-- Description of the task --
Extract all records. Keep each one exact.

[Natural language region descriptions]
===============
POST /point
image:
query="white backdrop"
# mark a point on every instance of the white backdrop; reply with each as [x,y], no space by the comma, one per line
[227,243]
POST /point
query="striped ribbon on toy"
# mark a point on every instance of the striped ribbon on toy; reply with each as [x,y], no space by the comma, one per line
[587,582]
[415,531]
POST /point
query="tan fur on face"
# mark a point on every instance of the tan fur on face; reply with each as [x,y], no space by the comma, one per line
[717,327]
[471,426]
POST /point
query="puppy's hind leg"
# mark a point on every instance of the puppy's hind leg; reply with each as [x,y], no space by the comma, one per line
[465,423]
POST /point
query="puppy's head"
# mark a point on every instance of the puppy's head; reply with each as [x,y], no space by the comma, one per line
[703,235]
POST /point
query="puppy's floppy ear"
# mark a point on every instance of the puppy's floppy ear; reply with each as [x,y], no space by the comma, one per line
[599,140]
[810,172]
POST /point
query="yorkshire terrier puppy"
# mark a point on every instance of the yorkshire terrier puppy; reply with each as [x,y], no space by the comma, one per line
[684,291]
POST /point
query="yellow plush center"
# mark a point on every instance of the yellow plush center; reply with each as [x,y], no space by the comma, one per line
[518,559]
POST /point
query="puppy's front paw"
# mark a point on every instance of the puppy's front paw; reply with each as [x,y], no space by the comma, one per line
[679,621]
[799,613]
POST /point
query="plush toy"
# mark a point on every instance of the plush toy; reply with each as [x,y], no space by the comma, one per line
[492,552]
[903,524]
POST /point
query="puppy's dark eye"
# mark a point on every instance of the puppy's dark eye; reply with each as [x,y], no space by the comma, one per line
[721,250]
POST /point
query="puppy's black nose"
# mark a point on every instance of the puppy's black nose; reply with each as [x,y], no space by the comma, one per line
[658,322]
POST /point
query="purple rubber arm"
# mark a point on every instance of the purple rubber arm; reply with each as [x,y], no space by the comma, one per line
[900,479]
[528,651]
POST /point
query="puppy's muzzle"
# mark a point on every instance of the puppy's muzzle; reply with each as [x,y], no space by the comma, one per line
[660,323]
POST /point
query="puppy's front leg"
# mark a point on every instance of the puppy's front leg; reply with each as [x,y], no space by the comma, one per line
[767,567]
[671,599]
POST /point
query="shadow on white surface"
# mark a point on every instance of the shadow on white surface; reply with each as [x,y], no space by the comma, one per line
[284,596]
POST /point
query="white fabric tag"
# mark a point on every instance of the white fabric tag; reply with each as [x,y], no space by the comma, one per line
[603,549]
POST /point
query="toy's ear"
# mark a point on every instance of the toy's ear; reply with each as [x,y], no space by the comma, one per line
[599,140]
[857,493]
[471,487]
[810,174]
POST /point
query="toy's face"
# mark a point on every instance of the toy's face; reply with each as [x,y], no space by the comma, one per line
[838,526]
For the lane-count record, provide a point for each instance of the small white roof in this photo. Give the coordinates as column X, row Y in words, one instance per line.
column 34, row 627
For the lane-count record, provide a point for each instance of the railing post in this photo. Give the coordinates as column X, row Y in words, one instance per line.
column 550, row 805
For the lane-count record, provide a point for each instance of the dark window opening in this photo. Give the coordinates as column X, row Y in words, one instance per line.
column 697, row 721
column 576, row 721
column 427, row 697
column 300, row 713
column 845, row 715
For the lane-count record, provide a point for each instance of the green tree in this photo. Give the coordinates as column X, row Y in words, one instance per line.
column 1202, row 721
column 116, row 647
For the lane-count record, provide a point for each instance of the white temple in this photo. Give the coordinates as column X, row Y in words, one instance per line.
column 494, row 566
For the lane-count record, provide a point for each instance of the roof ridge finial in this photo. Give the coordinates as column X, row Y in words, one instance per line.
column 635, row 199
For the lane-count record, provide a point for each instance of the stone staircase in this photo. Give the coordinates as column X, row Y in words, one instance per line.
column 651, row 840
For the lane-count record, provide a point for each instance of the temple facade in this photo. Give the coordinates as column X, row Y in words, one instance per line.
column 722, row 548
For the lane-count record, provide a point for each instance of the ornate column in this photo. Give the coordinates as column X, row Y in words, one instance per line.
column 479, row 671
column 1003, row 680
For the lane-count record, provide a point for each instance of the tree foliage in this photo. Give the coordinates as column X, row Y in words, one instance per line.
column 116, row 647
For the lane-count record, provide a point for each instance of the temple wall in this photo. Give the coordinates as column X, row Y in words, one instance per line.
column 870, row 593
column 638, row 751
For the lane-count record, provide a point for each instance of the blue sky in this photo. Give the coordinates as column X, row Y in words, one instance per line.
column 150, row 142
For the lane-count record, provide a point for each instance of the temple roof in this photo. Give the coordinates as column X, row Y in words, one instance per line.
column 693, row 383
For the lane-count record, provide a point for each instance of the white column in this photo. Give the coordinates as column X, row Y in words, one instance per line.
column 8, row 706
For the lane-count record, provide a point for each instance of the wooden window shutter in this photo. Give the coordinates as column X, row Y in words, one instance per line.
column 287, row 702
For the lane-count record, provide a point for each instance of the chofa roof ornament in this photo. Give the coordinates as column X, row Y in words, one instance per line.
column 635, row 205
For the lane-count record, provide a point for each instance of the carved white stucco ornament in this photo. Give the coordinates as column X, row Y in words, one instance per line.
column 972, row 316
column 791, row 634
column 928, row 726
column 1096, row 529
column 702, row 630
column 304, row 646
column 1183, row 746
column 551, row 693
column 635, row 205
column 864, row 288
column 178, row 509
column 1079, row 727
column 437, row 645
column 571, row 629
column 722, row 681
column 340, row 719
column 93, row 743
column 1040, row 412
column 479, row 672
===============
-- Result of this exercise --
POST /point
image:
query="white backdrop"
# mark a point on every instance of the white backdrop; reply with each as [x,y], no space by the comma, one per line
[227,243]
POST /point
query="striped ribbon on toy"
# mark a point on every instance of the striped ribbon on toy; reply with each as [x,y], no space by the comma, one per line
[587,582]
[415,531]
POST /point
query="tan fur on face"
# mark a point on every instance of the tan fur on face; reply with each as [x,y], no space by the comma, one per line
[717,327]
[471,426]
POST /point
query="puppy's hind leg"
# mark a point on every instance of the puppy's hind leg; reply with each as [x,y], no space by the comma, one per line
[465,423]
POST /point
query="puppy's head"
# mark a point on every instance of the puppy's head; reply with each as [x,y], no space by the comma, one per line
[703,235]
POST /point
query="puppy's floppy ear"
# mark a point on every instance of the puppy's floppy ear; reply with each as [x,y], no space by the comma, one per line
[599,140]
[810,172]
POST /point
query="yorkshire terrier puppy"
# mark a point on every instance of the yorkshire terrier puppy; reply with each as [x,y], no space by the comma, one per line
[684,291]
POST /point
query="yellow plush center"
# mark a point on every instance of the yellow plush center; reply with each as [x,y], no space by the comma, one per line
[518,559]
POST /point
query="puppy's front paw"
# mark a point on every instance of the puppy's front paw; reply with each as [x,y], no space by the comma, one per line
[679,621]
[799,613]
POST /point
query="plush toy"
# mark a point on every instance of the plush toy; reply with each as [x,y], no space by the comma, one per line
[492,552]
[903,524]
POST /point
query="puppy's dark eye"
# mark a point on every instance of the puppy's dark eye; reply with each as [x,y], no space by the comma, one per line
[721,250]
POST /point
query="puppy's black nose"
# mark a point on every instance of the puppy's black nose; reply with each as [x,y], no space by the comma, one per line
[658,322]
POST /point
query="purple rubber arm"
# mark a point on every instance of the purple rubber arm; reply with each as [x,y], no space by the comma, one per line
[900,479]
[528,651]
POST /point
query="puppy's muzzle"
# mark a point on every instance of the puppy's muzzle; reply with each as [x,y], no space by the comma, one per line
[660,323]
POST /point
query="puppy's front leg"
# mark a point on every instance of the puppy's front leg; reply with each as [x,y], no space by the comma, one per line
[767,567]
[671,599]
POST /point
query="shadow on white surface"
# mark a point on every instance of the shadow on white surface; reply with each as [x,y], no space by the comma, one per line
[284,596]
POST /point
query="white fabric tag"
# mark a point on every instance of the white fabric tag; reply with each as [x,y], no space by the comma, one per line
[603,549]
POST /point
query="toy's ear"
# mark a point on every instance of the toy's ear; reply with each as [x,y], no space by the comma, one per line
[599,140]
[857,493]
[471,487]
[810,174]
POST /point
query="toy's face"
# mark a point on every instance of the toy's face; reply with each as [x,y], no space by the comma, one per line
[838,526]
For the lane-count record, provide a point for each instance of the small white roof in this photo. Give the coordinates as column X, row Y in words, one instance per line.
column 34, row 627
For the lane-count record, provide a point for each instance of the railing post in this photo. Give the coordinates as column X, row Y in words, one instance per line.
column 550, row 805
For the lane-count record, provide a point for each instance of the dark window opening in this photo. Give the coordinates as column X, row Y in words, one instance per line.
column 697, row 721
column 576, row 721
column 427, row 697
column 300, row 713
column 845, row 715
For the lane-count record, provide a point for each instance of the green tree in this photo. Give the coordinates as column X, row Y in words, one instance per line.
column 1202, row 721
column 116, row 647
For the lane-count record, provide a point for each instance of the white temple in this photo. Give the coordinates as column X, row Y in words, one instance per line.
column 494, row 566
For the lane-count record, provide a point for each instance of the roof ridge finial in this photo. Give the coordinates as column X, row Y in words, one instance per line.
column 635, row 199
For the lane-count record, provide a point for each instance of the stone staircase in this photo. Give the coordinates as column X, row Y in words, one instance per line.
column 651, row 840
For the lane-count record, provide a point for each instance of the temple facade in this photo. Give the coordinates as column X, row Y in words, one instance per line.
column 722, row 548
For the lane-count record, provide a point for each instance of the ornate column in this photo. Give the coordinates as column X, row Y in words, one instance per line.
column 479, row 671
column 1003, row 680
For the lane-count record, provide a point for each instance of the tree foliage in this photo. Give the coordinates as column X, row Y in words, one instance per line.
column 116, row 647
For the lane-count record, provide a point for each instance of the temple wall in this photo. Give the coordinates as column X, row Y in words, one instance per line.
column 870, row 593
column 638, row 751
For the lane-count record, provide a point for each instance of the blue sky in this photo. Give the coordinates as column X, row Y in words, one instance per line.
column 150, row 142
For the lane-count record, provide a point for each instance of the temple roof in this photo. Give the coordinates as column X, row Y in words, one instance per line.
column 693, row 383
For the lane-count record, provide a point for each instance of the white column in this photo. Give the coordinates as column X, row Y in words, one instance per line.
column 8, row 706
For the lane-count record, provide a point for each instance of the wooden window shutter in this photo. Give the coordinates as column X, row Y in words, one instance per line.
column 287, row 702
For the lane-count record, provide a point for each instance of the chofa roof ornament in this photo. Give the coordinates as column X, row Y in words, one instance per line.
column 635, row 205
For the lane-count record, provide a point for each instance of the carved white stucco ornament in this photo. Give the coordinates as column X, row Y in words, one instance per line.
column 972, row 316
column 791, row 634
column 928, row 726
column 1096, row 529
column 702, row 630
column 304, row 646
column 1183, row 746
column 551, row 693
column 635, row 205
column 864, row 288
column 178, row 509
column 1079, row 727
column 437, row 645
column 571, row 629
column 722, row 681
column 340, row 719
column 93, row 743
column 1040, row 412
column 479, row 672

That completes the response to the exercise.